***** RECORDS SUPPLIED *****

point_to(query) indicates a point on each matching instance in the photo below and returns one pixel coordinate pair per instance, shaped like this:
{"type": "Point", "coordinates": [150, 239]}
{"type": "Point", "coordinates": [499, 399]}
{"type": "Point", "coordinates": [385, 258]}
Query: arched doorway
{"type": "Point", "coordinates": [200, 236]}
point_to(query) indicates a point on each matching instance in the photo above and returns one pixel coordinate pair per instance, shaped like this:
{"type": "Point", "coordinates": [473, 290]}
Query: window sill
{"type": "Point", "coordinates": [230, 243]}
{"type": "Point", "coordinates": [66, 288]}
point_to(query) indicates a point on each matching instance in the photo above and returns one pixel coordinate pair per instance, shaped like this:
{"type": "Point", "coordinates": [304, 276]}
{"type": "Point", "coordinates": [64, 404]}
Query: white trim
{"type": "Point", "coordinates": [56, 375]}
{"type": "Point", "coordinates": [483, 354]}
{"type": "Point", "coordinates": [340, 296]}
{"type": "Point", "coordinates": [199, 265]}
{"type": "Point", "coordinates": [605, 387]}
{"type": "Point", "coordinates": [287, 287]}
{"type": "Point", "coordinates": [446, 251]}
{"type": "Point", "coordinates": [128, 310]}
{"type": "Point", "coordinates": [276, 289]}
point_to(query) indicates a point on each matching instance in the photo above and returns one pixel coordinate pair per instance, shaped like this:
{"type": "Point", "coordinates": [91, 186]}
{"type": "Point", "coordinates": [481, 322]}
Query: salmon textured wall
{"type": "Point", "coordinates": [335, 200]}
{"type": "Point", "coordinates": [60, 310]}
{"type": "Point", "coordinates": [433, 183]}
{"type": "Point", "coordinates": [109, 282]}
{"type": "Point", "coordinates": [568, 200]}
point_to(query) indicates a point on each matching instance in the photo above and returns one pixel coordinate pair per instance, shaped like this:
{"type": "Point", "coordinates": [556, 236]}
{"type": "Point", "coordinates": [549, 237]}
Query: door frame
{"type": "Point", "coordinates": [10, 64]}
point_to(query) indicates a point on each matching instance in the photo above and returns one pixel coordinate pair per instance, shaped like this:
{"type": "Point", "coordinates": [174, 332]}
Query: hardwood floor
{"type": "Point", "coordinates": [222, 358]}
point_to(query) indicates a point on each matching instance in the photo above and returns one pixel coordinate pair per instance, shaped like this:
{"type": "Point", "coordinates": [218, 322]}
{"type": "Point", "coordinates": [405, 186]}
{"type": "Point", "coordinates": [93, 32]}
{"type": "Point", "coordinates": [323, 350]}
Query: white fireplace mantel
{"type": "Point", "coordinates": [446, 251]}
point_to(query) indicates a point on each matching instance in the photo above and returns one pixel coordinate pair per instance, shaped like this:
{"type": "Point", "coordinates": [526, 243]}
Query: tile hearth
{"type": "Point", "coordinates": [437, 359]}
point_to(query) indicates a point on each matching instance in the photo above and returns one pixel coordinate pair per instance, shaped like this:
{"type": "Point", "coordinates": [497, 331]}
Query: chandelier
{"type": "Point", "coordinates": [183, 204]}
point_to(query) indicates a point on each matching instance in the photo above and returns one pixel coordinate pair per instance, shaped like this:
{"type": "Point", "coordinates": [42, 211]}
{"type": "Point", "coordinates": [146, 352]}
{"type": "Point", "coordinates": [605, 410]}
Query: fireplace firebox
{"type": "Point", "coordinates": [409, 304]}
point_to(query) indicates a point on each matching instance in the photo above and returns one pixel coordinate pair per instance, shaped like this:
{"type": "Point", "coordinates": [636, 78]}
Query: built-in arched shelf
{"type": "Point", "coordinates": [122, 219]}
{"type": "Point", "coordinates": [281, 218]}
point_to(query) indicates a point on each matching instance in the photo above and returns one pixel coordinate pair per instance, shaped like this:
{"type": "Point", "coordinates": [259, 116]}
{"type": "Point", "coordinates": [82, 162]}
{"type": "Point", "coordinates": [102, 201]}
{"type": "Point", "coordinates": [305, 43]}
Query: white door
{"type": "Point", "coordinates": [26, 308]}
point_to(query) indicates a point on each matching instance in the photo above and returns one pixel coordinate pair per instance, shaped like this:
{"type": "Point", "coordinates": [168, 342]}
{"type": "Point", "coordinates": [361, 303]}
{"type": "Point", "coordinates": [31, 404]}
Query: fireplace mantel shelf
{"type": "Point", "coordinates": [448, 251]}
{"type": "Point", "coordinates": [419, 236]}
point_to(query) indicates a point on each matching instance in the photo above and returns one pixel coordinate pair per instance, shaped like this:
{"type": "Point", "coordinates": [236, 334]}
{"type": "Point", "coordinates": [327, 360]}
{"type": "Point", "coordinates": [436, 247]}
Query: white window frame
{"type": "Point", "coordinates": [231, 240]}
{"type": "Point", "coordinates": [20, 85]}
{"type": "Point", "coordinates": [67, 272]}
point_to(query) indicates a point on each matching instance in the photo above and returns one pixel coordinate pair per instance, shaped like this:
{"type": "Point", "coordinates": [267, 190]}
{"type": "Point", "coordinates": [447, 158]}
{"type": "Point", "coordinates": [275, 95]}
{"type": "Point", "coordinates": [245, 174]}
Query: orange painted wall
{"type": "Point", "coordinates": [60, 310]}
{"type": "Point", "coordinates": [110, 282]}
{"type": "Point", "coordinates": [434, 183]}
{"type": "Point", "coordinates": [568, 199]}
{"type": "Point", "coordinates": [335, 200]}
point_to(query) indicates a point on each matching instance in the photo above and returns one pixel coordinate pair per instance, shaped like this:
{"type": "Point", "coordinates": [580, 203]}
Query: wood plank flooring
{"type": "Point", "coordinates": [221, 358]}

*****

WHAT YOU NEED TO DO
Exactly as shown, repeat every record.

RESPONSE AREA
point_to(query) indicates a point on each matching instance in the photo below and returns one pixel coordinate pair per instance, shaped like this:
{"type": "Point", "coordinates": [150, 239]}
{"type": "Point", "coordinates": [499, 399]}
{"type": "Point", "coordinates": [385, 258]}
Query: arched doorway
{"type": "Point", "coordinates": [200, 236]}
point_to(query) indicates a point on each matching instance in the photo above and returns one pixel coordinate pair per instance, shaped like this:
{"type": "Point", "coordinates": [473, 290]}
Query: window sill
{"type": "Point", "coordinates": [230, 243]}
{"type": "Point", "coordinates": [66, 288]}
point_to(query) indicates a point on each matching instance in the photo above and returns one pixel coordinate pair per instance, shaped like this:
{"type": "Point", "coordinates": [304, 276]}
{"type": "Point", "coordinates": [64, 404]}
Query: white trim
{"type": "Point", "coordinates": [56, 375]}
{"type": "Point", "coordinates": [483, 354]}
{"type": "Point", "coordinates": [340, 296]}
{"type": "Point", "coordinates": [199, 265]}
{"type": "Point", "coordinates": [605, 387]}
{"type": "Point", "coordinates": [287, 287]}
{"type": "Point", "coordinates": [446, 251]}
{"type": "Point", "coordinates": [128, 310]}
{"type": "Point", "coordinates": [276, 289]}
point_to(query) indicates a point on each matching instance in the photo above and returns one pixel coordinate pair per instance, shaped like this:
{"type": "Point", "coordinates": [91, 186]}
{"type": "Point", "coordinates": [481, 322]}
Query: salmon textured wall
{"type": "Point", "coordinates": [335, 200]}
{"type": "Point", "coordinates": [60, 310]}
{"type": "Point", "coordinates": [433, 183]}
{"type": "Point", "coordinates": [109, 282]}
{"type": "Point", "coordinates": [568, 200]}
point_to(query) indicates a point on each matching instance in the photo above and returns one pixel coordinate pair per instance, shaped like this:
{"type": "Point", "coordinates": [556, 236]}
{"type": "Point", "coordinates": [549, 237]}
Query: door frame
{"type": "Point", "coordinates": [10, 64]}
point_to(query) indicates a point on each matching instance in the photo above and returns one pixel coordinate pair per instance, shaped like this:
{"type": "Point", "coordinates": [174, 332]}
Query: hardwood floor
{"type": "Point", "coordinates": [222, 358]}
point_to(query) indicates a point on each matching instance in the photo above and returns one pixel coordinate pair per instance, shaped like this:
{"type": "Point", "coordinates": [218, 322]}
{"type": "Point", "coordinates": [405, 186]}
{"type": "Point", "coordinates": [93, 32]}
{"type": "Point", "coordinates": [323, 350]}
Query: white fireplace mantel
{"type": "Point", "coordinates": [446, 251]}
point_to(query) indicates a point on each matching instance in the photo above and returns one pixel coordinate pair per instance, shaped like this:
{"type": "Point", "coordinates": [526, 243]}
Query: tile hearth
{"type": "Point", "coordinates": [437, 359]}
point_to(query) indicates a point on each matching instance in the photo above and returns one pixel coordinate pair per instance, shaped like this:
{"type": "Point", "coordinates": [497, 331]}
Query: chandelier
{"type": "Point", "coordinates": [183, 204]}
point_to(query) indicates a point on each matching instance in the photo above and returns one pixel coordinate pair per instance, shaped like this:
{"type": "Point", "coordinates": [42, 211]}
{"type": "Point", "coordinates": [146, 352]}
{"type": "Point", "coordinates": [605, 410]}
Query: fireplace firebox
{"type": "Point", "coordinates": [409, 304]}
point_to(query) indicates a point on each matching instance in the photo above and returns one pixel coordinate pair per instance, shaped like this:
{"type": "Point", "coordinates": [636, 78]}
Query: built-in arched shelf
{"type": "Point", "coordinates": [122, 219]}
{"type": "Point", "coordinates": [281, 218]}
point_to(query) indicates a point on each matching instance in the photo above and returns one pixel coordinate pair per instance, shaped like this:
{"type": "Point", "coordinates": [259, 116]}
{"type": "Point", "coordinates": [82, 162]}
{"type": "Point", "coordinates": [102, 201]}
{"type": "Point", "coordinates": [305, 43]}
Query: white door
{"type": "Point", "coordinates": [26, 308]}
point_to(query) indicates a point on each matching instance in the photo above and returns one pixel coordinate pair per instance, shaped like this:
{"type": "Point", "coordinates": [168, 342]}
{"type": "Point", "coordinates": [361, 303]}
{"type": "Point", "coordinates": [31, 404]}
Query: fireplace mantel shelf
{"type": "Point", "coordinates": [448, 251]}
{"type": "Point", "coordinates": [419, 236]}
point_to(query) indicates a point on each matching instance in the photo above and returns one pixel coordinate pair per instance, shaped like this:
{"type": "Point", "coordinates": [236, 334]}
{"type": "Point", "coordinates": [327, 360]}
{"type": "Point", "coordinates": [436, 247]}
Query: white window frame
{"type": "Point", "coordinates": [231, 240]}
{"type": "Point", "coordinates": [20, 85]}
{"type": "Point", "coordinates": [67, 272]}
point_to(query) indicates a point on each matching instance in the photo above and returns one pixel coordinate pair per instance, shaped like this:
{"type": "Point", "coordinates": [267, 190]}
{"type": "Point", "coordinates": [447, 158]}
{"type": "Point", "coordinates": [275, 95]}
{"type": "Point", "coordinates": [245, 174]}
Query: orange painted wall
{"type": "Point", "coordinates": [60, 310]}
{"type": "Point", "coordinates": [110, 282]}
{"type": "Point", "coordinates": [434, 183]}
{"type": "Point", "coordinates": [568, 199]}
{"type": "Point", "coordinates": [335, 200]}
point_to(query) indicates a point on each matching instance in the photo above and returns one pixel coordinate pair per instance, shaped like this:
{"type": "Point", "coordinates": [580, 203]}
Query: wood plank flooring
{"type": "Point", "coordinates": [221, 358]}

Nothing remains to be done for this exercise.